_PROVIDED INFORMATION_
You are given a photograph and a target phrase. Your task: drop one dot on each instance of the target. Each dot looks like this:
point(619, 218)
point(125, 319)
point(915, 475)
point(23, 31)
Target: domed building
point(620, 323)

_EXERCISE REQUIREMENTS_
Copy the material above line for line, keeping every word and number unchanged.

_OUTPUT FOR THIS TASK_
You are given a photograph and a target phrase. Your task: drop one dot on each instance of the target. Each dot looks like this:
point(619, 218)
point(125, 319)
point(915, 475)
point(23, 31)
Target: domed building
point(620, 323)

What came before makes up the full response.